» Requirement
Can you retype the records below verbatim, starting at their first line and ending with the line that contains "pixel 73 147", both included?

::: Listing

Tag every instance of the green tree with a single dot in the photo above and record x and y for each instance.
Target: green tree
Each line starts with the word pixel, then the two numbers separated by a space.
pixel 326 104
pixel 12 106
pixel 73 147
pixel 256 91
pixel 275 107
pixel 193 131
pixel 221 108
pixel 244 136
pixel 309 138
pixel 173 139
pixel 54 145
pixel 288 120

::::::

» Task solution
Tag every instance of the green tree with a single dot in the photo above and record x and y for each instance.
Target: green tree
Each line starts with the word pixel, then the two numbers separated by a space.
pixel 326 104
pixel 12 106
pixel 73 147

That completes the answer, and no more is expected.